| Exercise prompt |
Exactly reproduce the lines beginning with the line that includes "[outline] field vegetation" and ending with the last line of the data.

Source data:
• • • • • • •
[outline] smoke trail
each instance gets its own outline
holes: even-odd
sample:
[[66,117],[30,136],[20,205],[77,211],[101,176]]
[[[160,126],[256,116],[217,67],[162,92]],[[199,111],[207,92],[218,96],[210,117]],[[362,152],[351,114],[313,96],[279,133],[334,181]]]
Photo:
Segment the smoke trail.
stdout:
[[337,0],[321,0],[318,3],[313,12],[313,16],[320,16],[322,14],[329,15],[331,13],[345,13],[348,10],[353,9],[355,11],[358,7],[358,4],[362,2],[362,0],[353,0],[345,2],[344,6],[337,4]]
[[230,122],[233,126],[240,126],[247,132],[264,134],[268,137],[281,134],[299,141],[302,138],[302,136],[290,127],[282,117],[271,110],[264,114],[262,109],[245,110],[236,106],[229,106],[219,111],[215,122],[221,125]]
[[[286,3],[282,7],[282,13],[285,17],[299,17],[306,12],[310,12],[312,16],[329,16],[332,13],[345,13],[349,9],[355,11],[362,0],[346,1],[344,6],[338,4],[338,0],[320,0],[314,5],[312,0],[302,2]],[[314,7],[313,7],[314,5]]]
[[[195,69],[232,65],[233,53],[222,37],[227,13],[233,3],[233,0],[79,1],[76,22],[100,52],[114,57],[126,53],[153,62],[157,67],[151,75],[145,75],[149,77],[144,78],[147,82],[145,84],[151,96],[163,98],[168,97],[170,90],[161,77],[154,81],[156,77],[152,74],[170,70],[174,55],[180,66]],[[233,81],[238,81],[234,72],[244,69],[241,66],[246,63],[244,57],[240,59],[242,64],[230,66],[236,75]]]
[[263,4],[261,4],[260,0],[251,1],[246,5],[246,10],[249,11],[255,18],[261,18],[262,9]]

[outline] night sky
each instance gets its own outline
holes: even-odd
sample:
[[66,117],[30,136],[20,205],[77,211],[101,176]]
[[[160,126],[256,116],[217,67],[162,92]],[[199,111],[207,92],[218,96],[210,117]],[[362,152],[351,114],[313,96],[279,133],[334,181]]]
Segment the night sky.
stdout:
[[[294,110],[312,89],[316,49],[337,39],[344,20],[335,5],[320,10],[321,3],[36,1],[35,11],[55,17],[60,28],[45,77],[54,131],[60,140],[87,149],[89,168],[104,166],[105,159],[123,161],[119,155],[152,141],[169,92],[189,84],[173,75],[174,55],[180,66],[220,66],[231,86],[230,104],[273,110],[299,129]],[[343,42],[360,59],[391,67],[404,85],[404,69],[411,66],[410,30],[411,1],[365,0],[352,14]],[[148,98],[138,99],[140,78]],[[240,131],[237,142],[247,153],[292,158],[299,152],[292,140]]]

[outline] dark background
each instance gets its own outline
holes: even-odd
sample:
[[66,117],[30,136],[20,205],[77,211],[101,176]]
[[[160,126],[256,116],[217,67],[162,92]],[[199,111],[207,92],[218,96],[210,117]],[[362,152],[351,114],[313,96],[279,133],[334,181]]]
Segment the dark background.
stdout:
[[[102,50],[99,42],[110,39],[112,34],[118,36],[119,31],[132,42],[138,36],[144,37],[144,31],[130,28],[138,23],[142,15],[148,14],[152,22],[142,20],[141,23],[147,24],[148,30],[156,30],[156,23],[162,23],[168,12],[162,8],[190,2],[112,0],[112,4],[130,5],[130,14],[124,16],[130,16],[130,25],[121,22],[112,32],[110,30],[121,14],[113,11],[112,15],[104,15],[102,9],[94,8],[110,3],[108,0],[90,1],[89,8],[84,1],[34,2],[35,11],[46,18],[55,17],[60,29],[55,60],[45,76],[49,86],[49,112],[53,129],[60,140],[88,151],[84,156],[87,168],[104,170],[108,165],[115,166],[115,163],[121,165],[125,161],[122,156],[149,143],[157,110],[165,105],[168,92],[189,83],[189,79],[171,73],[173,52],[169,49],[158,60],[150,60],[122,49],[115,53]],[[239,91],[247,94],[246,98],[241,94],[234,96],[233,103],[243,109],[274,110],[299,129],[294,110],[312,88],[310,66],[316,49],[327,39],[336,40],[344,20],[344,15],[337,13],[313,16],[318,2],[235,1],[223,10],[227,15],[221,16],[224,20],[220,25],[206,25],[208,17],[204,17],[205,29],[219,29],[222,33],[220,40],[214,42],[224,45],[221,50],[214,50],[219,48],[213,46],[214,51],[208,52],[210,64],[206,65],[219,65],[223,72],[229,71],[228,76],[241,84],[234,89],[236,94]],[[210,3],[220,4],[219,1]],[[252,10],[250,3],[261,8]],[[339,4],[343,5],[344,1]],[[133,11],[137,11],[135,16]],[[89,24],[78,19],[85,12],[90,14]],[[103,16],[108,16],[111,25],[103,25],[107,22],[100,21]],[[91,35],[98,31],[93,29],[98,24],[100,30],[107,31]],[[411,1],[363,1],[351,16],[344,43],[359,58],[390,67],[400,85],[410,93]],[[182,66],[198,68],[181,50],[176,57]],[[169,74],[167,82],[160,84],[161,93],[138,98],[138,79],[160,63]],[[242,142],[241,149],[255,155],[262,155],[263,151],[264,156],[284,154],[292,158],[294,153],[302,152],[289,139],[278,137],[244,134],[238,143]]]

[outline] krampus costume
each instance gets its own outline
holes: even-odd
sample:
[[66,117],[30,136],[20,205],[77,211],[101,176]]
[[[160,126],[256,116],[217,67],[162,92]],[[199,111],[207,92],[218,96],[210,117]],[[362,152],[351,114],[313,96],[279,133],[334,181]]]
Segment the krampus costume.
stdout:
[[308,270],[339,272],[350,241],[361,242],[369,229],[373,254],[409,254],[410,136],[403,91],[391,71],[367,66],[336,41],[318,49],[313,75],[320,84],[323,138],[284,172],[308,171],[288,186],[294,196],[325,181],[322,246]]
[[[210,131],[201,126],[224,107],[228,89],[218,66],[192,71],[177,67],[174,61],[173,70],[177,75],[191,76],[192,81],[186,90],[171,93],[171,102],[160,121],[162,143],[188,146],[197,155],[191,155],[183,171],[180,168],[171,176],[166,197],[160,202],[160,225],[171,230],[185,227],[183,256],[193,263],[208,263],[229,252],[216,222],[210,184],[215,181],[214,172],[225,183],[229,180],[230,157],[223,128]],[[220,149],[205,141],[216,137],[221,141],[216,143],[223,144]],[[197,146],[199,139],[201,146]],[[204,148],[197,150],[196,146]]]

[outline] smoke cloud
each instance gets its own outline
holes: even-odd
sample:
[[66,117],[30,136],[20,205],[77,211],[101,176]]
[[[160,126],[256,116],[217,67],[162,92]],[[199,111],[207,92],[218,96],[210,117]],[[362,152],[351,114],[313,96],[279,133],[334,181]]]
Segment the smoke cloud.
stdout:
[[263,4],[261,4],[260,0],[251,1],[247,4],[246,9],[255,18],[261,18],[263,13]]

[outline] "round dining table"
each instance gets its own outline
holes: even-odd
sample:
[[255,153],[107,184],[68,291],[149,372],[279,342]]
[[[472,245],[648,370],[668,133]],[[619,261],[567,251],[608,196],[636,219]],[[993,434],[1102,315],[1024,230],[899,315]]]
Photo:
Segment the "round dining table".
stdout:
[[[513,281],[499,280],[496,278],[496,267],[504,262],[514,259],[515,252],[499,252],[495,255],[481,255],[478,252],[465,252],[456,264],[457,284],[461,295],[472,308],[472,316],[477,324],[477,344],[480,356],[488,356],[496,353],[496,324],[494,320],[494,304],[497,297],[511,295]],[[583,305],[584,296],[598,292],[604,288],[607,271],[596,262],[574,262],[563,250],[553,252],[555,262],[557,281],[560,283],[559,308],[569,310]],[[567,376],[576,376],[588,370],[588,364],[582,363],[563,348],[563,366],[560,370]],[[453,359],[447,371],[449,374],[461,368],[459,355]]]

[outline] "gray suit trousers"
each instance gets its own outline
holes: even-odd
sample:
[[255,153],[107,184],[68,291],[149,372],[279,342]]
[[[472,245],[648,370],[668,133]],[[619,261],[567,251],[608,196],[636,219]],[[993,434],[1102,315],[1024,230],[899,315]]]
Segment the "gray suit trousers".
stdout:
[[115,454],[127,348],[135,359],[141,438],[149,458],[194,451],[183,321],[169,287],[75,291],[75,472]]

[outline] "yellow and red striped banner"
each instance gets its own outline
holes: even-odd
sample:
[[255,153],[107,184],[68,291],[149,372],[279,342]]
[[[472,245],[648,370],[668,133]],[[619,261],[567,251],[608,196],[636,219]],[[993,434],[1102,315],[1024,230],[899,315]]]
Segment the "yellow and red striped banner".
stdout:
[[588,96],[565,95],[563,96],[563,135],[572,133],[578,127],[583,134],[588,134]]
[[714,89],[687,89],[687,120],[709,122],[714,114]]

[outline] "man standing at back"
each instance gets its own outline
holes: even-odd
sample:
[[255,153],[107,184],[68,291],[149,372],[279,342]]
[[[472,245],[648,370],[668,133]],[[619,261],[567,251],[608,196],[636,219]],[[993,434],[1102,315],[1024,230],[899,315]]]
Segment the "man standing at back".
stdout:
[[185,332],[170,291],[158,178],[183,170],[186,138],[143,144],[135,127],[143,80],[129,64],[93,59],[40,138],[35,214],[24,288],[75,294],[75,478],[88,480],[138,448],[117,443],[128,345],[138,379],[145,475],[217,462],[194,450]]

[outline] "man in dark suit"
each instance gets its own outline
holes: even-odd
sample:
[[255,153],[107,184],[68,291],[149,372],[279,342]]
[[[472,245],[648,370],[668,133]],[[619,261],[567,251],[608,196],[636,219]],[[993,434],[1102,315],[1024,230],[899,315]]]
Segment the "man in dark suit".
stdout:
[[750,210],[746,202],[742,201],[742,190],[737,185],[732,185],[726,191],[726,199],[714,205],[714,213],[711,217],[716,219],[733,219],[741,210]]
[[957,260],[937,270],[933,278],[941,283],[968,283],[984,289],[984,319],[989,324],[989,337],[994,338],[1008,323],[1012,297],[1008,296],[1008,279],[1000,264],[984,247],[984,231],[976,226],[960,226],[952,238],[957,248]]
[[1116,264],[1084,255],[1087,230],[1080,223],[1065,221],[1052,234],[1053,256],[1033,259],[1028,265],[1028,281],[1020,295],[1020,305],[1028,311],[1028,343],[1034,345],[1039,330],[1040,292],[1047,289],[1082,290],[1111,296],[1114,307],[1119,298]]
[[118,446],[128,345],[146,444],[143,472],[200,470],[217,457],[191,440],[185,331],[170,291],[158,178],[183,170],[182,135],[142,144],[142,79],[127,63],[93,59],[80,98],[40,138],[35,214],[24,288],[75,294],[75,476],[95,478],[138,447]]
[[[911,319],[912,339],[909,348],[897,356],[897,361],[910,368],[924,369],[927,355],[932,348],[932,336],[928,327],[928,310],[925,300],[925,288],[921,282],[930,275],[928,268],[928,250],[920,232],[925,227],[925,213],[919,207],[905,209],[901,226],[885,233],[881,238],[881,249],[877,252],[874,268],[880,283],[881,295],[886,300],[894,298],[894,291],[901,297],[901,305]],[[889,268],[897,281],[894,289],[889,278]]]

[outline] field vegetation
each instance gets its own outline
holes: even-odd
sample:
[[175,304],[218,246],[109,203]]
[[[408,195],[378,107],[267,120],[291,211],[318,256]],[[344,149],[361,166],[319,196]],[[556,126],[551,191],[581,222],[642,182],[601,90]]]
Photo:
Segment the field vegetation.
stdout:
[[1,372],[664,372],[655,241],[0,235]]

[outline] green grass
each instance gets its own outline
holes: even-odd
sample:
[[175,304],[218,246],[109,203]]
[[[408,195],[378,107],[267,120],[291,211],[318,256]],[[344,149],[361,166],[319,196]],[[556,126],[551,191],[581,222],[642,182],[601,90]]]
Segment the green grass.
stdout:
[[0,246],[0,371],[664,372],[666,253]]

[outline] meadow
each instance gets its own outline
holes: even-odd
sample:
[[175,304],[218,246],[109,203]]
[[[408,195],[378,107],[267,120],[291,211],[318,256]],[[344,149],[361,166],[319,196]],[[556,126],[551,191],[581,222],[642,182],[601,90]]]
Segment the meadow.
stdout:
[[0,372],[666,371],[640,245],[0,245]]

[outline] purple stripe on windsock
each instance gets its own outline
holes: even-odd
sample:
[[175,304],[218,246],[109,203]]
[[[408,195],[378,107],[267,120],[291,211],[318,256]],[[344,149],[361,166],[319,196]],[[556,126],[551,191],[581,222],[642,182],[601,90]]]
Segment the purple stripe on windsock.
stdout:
• • • • • • •
| Result of the exercise |
[outline] field vegetation
each instance gets its own outline
holes: even-odd
sample:
[[175,304],[218,246],[109,203]]
[[[408,195],[378,107],[267,120],[291,211],[318,256]],[[344,149],[361,166],[319,196]],[[556,126],[551,191],[581,222],[642,182],[601,90]]]
Photo:
Segment the field vegetation.
stdout:
[[1,372],[664,372],[655,241],[0,235]]

[outline] green grass
each instance gets its own outline
holes: even-odd
sample:
[[175,304],[218,246],[109,203]]
[[[408,195],[378,107],[267,120],[291,211],[318,256]],[[344,149],[361,166],[319,196]],[[556,126],[551,191],[581,222],[642,182],[601,90]]]
Segment the green grass.
stdout:
[[0,246],[0,371],[664,372],[666,253]]

[outline] meadow
each instance gets its own outline
holes: even-odd
sample:
[[175,304],[218,246],[109,203]]
[[[408,195],[378,107],[267,120],[291,211],[318,256]],[[344,149],[361,166],[319,196]],[[556,126],[551,191],[581,222],[642,182],[601,90]]]
Segment the meadow.
stdout:
[[0,372],[666,371],[640,245],[0,245]]

[outline] purple stripe on windsock
each instance gets its own outline
holes: even-odd
sample:
[[175,304],[218,246],[109,203]]
[[[408,195],[378,107],[267,120],[291,211],[318,256]],[[344,149],[361,166],[319,196]],[[556,126],[551,191],[581,222],[642,182],[601,90]]]
Segment the purple stripe on windsock.
stdout:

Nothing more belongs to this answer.